▶ [WHAT YOU NEED TO DO]
Return every line of the material below that contains the word "belt", matching case exactly.

**** EXTRACTED MATERIAL

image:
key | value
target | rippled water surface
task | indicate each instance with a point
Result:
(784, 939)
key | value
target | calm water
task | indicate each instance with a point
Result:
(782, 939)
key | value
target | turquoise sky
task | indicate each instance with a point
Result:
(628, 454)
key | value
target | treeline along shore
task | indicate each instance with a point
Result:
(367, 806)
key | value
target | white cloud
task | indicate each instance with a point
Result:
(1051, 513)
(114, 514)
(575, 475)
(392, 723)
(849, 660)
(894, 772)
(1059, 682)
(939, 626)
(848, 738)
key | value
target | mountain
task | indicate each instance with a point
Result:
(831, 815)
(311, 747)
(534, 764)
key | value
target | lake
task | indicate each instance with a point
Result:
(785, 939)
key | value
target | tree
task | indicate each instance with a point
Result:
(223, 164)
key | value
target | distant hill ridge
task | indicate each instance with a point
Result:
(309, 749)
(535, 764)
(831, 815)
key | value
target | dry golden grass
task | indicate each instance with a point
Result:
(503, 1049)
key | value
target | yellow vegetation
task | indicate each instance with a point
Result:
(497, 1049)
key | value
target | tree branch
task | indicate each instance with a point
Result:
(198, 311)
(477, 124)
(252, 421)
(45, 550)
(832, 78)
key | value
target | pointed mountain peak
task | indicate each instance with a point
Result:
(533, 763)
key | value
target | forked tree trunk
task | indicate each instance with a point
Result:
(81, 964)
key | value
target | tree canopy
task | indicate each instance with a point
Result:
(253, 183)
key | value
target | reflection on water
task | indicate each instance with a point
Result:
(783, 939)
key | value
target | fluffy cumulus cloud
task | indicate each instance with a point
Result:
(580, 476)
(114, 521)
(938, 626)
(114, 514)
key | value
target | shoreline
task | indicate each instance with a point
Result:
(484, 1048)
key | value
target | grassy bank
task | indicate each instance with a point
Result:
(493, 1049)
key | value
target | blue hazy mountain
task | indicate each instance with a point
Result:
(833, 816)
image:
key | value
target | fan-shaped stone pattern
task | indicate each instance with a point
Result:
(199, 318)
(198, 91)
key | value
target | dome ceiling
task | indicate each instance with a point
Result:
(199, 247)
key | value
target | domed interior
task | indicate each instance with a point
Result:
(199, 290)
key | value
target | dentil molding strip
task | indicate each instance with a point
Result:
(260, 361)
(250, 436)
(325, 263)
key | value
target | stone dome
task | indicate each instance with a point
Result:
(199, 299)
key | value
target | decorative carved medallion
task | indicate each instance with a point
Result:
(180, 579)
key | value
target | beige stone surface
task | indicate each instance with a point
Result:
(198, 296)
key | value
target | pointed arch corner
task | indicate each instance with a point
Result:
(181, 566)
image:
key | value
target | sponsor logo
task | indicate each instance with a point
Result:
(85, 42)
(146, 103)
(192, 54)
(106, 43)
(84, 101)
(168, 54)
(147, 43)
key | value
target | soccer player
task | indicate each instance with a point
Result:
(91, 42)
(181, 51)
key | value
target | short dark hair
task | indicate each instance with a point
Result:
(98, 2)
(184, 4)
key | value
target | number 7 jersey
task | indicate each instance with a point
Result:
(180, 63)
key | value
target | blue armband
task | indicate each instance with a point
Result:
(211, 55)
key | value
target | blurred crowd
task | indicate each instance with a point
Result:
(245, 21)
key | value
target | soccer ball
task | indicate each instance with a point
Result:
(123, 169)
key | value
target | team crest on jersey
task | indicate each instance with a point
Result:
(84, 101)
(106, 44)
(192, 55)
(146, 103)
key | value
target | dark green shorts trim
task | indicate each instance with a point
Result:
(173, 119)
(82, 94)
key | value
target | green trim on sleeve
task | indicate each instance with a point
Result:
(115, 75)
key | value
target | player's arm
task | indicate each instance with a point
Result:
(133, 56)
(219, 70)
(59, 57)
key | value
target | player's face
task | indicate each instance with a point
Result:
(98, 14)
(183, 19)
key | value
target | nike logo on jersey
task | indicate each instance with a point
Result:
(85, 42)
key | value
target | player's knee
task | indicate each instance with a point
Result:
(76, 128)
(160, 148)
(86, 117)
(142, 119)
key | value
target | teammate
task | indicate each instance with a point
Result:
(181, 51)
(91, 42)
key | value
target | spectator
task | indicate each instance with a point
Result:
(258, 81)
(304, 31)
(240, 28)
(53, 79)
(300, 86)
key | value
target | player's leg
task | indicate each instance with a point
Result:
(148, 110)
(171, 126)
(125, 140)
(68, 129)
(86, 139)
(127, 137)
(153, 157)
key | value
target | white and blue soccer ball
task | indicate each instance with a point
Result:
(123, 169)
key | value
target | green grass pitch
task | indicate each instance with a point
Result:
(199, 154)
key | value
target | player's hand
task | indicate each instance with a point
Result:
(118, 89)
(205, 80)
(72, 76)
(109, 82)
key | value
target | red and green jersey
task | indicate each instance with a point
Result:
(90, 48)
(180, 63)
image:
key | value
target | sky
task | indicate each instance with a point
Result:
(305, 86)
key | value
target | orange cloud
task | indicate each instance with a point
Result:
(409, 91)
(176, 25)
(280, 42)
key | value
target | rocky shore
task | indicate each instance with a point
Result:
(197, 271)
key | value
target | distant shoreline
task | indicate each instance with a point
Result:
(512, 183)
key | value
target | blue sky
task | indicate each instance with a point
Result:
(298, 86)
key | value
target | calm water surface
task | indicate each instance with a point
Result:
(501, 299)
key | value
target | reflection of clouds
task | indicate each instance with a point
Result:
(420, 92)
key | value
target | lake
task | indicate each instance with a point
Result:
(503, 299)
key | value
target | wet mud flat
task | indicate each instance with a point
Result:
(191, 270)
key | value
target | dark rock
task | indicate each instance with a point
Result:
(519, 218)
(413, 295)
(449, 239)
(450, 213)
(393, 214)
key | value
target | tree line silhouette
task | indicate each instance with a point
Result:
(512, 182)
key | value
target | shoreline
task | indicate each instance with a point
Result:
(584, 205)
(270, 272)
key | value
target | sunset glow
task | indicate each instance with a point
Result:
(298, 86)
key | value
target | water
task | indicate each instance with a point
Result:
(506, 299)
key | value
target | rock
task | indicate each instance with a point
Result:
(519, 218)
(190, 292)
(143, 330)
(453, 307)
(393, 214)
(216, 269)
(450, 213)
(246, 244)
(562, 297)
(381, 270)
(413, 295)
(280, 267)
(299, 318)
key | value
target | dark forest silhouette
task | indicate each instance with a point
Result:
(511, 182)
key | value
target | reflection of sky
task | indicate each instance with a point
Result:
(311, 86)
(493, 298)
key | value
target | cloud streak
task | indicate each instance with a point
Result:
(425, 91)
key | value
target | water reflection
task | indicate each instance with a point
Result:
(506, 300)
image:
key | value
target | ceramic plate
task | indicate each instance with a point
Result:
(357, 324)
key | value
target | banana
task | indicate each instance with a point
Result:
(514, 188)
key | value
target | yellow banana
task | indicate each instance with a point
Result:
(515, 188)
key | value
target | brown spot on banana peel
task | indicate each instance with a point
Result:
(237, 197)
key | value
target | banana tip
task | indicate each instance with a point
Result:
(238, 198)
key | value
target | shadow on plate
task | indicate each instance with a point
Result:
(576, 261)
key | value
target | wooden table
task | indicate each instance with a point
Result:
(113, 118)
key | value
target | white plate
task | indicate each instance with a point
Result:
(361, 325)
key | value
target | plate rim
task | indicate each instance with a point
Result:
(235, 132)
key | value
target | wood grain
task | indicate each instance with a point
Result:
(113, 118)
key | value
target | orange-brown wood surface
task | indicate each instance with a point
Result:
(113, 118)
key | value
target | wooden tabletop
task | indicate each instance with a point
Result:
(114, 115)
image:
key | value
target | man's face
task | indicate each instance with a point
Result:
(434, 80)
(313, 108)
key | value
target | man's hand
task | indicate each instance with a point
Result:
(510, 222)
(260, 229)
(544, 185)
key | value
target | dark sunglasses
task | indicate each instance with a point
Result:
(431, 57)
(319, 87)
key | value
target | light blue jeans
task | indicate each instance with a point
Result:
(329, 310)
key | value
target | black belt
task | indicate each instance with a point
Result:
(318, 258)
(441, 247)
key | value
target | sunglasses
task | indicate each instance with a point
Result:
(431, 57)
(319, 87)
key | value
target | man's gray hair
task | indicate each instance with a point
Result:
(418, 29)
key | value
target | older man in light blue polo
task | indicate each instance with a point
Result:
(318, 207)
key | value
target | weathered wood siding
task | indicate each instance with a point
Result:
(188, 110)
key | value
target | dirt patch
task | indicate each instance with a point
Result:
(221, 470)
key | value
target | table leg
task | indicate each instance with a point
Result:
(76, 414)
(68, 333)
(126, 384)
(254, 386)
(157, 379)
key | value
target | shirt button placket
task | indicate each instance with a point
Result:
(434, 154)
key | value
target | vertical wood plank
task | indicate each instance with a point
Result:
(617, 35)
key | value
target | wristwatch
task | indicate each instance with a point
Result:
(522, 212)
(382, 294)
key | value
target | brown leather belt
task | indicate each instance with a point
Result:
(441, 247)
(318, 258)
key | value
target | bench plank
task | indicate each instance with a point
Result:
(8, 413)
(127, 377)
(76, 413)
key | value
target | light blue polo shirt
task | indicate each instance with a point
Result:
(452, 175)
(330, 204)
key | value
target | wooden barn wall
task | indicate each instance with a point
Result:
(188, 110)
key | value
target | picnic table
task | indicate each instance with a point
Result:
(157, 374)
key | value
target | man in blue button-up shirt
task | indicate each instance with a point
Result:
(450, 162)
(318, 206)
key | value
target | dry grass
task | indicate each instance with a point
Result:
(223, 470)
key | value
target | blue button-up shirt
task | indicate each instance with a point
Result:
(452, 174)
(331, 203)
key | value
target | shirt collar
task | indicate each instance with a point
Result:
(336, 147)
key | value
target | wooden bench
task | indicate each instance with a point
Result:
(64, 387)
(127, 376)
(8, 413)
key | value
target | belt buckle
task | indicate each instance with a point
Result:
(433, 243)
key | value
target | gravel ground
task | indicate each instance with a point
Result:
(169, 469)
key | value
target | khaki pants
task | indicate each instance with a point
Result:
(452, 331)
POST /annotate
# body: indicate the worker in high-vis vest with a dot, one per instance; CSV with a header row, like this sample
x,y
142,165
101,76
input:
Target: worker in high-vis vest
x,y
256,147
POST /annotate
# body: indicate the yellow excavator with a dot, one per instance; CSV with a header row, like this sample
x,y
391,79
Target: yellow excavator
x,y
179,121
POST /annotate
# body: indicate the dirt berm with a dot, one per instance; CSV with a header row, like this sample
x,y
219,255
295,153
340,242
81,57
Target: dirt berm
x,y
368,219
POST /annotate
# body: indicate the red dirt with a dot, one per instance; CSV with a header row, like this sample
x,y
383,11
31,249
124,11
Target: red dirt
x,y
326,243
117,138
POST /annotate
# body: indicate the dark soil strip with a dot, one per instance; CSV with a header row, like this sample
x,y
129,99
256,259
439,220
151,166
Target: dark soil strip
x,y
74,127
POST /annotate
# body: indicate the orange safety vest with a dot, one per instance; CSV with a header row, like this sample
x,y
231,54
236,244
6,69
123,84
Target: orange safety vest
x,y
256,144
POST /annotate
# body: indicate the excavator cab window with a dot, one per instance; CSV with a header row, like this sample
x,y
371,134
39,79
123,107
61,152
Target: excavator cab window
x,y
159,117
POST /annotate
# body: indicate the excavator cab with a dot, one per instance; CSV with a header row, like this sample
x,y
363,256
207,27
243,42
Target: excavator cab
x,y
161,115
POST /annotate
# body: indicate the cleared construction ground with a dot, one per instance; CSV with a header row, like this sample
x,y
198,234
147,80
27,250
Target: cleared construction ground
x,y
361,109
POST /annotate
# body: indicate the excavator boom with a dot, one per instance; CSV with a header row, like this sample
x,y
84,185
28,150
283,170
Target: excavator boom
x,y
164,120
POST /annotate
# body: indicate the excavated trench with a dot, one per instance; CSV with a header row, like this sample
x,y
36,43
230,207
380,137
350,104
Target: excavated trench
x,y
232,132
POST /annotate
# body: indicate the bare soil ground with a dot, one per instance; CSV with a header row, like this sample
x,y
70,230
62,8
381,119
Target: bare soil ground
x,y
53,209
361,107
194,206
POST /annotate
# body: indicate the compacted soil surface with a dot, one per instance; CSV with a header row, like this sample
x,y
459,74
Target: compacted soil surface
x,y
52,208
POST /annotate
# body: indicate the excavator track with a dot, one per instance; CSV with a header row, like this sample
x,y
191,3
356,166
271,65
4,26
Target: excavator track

********

▶ [CORRECT ANSWER]
target | black belt
target | brown leather belt
target | belt buckle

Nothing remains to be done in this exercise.